▸ **What to work on**:
Repeat all of the data precisely.

[Opening Provided data section]

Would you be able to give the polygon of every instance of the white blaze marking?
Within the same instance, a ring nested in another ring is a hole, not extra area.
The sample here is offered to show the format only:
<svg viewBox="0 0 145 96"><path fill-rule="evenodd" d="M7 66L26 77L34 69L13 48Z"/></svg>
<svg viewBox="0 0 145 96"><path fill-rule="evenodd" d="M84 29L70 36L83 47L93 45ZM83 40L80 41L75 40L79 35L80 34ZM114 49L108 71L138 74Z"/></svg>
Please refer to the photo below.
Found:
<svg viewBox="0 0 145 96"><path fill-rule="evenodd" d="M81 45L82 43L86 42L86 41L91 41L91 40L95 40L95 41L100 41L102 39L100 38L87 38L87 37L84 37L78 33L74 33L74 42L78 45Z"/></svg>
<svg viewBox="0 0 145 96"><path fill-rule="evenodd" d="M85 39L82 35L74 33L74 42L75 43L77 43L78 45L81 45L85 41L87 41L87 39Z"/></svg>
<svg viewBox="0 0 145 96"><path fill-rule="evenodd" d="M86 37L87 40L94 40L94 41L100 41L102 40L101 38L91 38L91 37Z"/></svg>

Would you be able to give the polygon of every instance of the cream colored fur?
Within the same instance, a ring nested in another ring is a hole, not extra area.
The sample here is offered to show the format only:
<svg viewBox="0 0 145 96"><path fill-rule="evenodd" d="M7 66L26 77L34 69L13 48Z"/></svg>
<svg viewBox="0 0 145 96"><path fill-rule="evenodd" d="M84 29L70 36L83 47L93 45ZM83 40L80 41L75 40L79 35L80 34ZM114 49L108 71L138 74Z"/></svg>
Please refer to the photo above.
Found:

[Closing Provided data section]

▸ **Written response**:
Would you be able to give the polygon of every instance of the white blaze marking?
Within the same instance, a ring nested in another ring is a hole, not extra area.
The sample here is offered to show the format only:
<svg viewBox="0 0 145 96"><path fill-rule="evenodd" d="M7 66L26 77L34 69L13 48Z"/></svg>
<svg viewBox="0 0 145 96"><path fill-rule="evenodd" d="M84 29L70 36L83 47L93 45ZM83 40L80 41L75 40L79 35L80 34ZM114 49L108 71L138 74Z"/></svg>
Please refer to the photo below.
Found:
<svg viewBox="0 0 145 96"><path fill-rule="evenodd" d="M81 45L82 43L86 42L86 41L91 41L91 40L95 40L95 41L100 41L102 39L100 38L87 38L87 37L84 37L78 33L74 33L74 42L78 45Z"/></svg>
<svg viewBox="0 0 145 96"><path fill-rule="evenodd" d="M85 39L82 35L74 33L74 42L75 43L77 43L78 45L81 45L85 41L87 41L87 39Z"/></svg>
<svg viewBox="0 0 145 96"><path fill-rule="evenodd" d="M86 37L87 40L94 40L94 41L100 41L102 40L101 38L91 38L91 37Z"/></svg>

Would you be able to give the polygon of every instance of the cream colored fur?
Within the same instance, a ring nested in another ring is a hole, not extra area.
The sample here is offered to show the format only:
<svg viewBox="0 0 145 96"><path fill-rule="evenodd" d="M7 66L26 77L34 69L13 48Z"/></svg>
<svg viewBox="0 0 145 96"><path fill-rule="evenodd" d="M84 29L70 36L83 47L93 45ZM83 40L80 41L75 40L79 35L80 34ZM114 49L108 71L138 74Z"/></svg>
Please refer to the photo above.
Found:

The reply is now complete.